WHAT YOU HAVE TO DO =>
Copy the data below word for word, starting at the line containing "Where can you find the ambulance wheel" and continuing through the final line of the data.

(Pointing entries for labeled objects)
○ ○ ○ ○

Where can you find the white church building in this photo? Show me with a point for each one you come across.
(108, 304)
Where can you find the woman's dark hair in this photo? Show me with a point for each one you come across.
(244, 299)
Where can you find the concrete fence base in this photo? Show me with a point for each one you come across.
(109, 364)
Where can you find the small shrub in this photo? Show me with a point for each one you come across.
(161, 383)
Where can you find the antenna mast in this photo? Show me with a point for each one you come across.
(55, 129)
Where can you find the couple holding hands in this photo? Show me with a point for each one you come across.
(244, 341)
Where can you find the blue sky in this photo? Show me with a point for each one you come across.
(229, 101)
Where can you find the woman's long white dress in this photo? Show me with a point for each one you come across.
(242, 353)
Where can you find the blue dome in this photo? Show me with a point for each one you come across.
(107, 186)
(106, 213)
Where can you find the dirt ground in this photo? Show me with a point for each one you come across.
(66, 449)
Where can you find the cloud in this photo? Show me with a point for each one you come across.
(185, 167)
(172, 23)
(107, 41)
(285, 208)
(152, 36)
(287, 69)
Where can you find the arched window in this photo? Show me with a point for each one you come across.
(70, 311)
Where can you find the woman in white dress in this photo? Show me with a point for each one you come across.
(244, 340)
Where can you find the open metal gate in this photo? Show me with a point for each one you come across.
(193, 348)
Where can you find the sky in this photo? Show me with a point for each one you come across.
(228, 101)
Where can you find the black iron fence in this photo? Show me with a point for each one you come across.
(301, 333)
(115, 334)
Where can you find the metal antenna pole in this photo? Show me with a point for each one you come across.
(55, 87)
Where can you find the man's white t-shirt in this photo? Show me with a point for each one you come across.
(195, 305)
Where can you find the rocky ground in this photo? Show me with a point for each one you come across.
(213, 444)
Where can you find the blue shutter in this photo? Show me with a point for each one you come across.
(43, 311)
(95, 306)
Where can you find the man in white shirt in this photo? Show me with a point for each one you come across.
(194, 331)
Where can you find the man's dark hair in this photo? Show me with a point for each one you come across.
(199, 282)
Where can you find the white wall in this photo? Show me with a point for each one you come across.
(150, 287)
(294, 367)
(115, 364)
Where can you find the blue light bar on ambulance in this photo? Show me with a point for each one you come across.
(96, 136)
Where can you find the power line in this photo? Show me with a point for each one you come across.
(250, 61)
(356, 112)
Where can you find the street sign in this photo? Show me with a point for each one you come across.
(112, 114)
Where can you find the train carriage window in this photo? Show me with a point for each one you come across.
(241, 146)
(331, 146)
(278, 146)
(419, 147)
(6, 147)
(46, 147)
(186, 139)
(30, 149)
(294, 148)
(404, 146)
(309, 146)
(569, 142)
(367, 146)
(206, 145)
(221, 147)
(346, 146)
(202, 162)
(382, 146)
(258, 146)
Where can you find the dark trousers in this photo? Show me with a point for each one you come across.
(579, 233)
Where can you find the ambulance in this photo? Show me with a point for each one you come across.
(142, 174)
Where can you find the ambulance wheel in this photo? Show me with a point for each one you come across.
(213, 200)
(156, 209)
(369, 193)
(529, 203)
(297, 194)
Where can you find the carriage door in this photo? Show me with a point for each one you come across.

○ ○ ○ ○

FINAL RESULT =>
Where can you find the ambulance wheel in this photo? Show me with a point for each one you come across.
(213, 200)
(156, 209)
(369, 193)
(529, 203)
(297, 194)
Where can you find the carriage door in this photo? Show me with a point for each one you come across.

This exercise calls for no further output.